State how many lines of the material below contain the word "back". Give only the number.

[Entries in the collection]
__________

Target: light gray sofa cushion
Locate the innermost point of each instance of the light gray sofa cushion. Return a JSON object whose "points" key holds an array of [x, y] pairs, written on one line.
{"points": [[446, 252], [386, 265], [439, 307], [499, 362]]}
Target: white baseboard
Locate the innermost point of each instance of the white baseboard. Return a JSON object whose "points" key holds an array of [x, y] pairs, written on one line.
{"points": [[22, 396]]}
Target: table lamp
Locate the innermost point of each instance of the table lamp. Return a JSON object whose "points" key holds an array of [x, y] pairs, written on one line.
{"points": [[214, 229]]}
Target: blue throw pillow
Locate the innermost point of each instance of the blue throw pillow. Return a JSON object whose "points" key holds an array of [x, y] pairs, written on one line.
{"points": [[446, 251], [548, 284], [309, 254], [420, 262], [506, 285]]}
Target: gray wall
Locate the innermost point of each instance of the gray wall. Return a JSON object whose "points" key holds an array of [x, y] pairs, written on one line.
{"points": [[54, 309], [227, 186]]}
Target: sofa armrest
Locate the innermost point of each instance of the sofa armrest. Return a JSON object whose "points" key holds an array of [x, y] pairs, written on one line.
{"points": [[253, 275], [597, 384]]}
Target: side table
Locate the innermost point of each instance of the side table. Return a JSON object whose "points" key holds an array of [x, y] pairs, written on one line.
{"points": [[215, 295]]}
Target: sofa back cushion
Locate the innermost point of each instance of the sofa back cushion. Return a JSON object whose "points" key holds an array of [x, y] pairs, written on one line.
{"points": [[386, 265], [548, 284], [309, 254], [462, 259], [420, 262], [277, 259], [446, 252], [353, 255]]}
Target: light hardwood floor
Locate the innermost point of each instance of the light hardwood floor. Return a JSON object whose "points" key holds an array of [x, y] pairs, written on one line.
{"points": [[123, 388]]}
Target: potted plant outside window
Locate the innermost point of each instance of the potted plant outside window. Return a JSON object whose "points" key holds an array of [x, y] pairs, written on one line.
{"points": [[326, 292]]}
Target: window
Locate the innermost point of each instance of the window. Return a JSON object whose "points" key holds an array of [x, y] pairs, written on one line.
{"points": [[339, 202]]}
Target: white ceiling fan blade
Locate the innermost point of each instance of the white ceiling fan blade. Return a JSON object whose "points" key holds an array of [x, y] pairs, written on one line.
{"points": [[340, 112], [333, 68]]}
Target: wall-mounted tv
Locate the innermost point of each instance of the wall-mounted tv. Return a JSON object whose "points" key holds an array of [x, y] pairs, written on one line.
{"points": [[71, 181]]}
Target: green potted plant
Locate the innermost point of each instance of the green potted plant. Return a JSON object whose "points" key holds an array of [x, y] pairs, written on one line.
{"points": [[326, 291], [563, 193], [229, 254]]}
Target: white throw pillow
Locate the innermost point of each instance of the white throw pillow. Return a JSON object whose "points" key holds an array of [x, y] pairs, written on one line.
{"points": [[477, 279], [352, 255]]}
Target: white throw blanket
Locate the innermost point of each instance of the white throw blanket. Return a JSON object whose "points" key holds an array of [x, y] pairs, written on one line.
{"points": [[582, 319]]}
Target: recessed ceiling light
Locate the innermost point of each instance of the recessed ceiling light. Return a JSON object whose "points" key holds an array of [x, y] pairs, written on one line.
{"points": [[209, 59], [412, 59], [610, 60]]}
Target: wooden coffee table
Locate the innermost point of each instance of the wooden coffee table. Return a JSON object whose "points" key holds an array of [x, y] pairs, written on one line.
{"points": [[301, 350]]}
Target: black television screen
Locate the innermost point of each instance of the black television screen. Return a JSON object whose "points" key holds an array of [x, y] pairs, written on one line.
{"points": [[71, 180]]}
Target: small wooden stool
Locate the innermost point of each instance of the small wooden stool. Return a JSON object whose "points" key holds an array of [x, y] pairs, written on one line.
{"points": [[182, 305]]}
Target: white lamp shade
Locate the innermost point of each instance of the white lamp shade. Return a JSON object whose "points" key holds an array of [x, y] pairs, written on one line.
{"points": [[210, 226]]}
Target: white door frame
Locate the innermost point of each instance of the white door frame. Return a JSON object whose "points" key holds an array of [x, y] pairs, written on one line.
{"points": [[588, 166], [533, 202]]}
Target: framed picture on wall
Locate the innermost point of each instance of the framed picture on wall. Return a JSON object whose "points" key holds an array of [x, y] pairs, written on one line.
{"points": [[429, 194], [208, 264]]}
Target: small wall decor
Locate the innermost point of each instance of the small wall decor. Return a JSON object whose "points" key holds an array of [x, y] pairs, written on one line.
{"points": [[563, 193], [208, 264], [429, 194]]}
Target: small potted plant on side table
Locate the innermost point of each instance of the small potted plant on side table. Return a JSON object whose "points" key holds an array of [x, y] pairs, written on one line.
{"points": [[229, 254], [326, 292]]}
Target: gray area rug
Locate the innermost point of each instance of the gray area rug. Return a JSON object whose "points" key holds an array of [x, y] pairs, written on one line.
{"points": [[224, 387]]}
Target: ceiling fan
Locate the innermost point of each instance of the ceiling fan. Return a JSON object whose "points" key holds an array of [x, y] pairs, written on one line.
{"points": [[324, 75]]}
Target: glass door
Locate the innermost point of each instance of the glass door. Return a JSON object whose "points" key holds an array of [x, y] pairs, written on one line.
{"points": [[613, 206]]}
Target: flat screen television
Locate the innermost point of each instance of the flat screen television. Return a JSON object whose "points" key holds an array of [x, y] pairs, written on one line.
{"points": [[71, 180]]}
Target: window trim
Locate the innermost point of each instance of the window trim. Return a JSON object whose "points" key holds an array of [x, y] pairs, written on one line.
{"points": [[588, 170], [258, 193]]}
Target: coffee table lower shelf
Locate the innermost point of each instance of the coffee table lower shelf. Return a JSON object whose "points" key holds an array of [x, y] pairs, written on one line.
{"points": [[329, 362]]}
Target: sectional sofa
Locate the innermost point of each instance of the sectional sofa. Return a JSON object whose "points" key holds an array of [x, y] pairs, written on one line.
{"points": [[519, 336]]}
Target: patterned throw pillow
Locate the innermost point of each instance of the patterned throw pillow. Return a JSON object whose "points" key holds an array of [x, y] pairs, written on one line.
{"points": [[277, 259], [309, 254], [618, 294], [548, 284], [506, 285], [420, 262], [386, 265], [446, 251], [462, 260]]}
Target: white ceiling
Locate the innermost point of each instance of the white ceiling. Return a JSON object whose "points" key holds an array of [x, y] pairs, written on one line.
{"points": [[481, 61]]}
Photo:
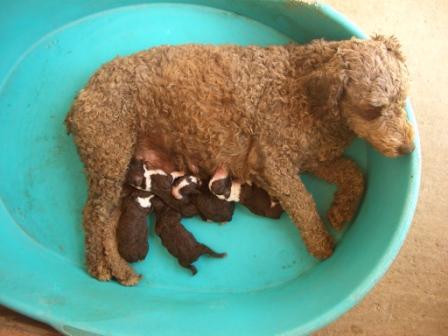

__________

_RESULT OF THE TASK_
2